-- begin Exercise inputs --
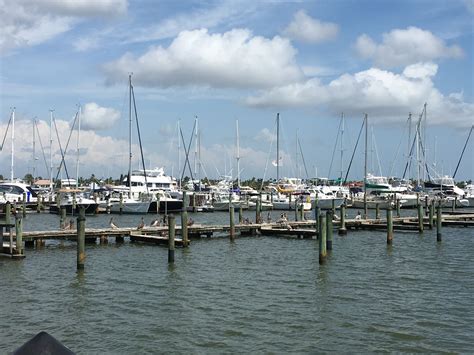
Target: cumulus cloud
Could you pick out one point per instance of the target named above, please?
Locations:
(197, 58)
(402, 47)
(95, 117)
(31, 22)
(307, 29)
(383, 94)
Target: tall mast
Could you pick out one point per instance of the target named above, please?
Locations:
(12, 173)
(238, 153)
(130, 135)
(409, 146)
(77, 145)
(196, 147)
(365, 165)
(342, 147)
(51, 150)
(179, 150)
(278, 147)
(34, 149)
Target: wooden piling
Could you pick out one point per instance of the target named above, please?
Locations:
-- end Exercise inputs --
> [What is asked]:
Could you return every entry above verbatim, line for line, with the pictures left out?

> [The output]:
Target: cumulus cloud
Could you pick out one point per instance of the target named above, please?
Locations:
(197, 58)
(402, 47)
(95, 117)
(31, 22)
(307, 29)
(383, 94)
Target: tall mast
Could you pick out one point per instance of the target named above, please?
Locations:
(12, 173)
(238, 153)
(130, 135)
(409, 146)
(77, 145)
(196, 147)
(365, 165)
(342, 147)
(51, 150)
(179, 150)
(278, 147)
(34, 149)
Target: wooden piling
Could you pick out one point per instance of the target named above, please?
Locations:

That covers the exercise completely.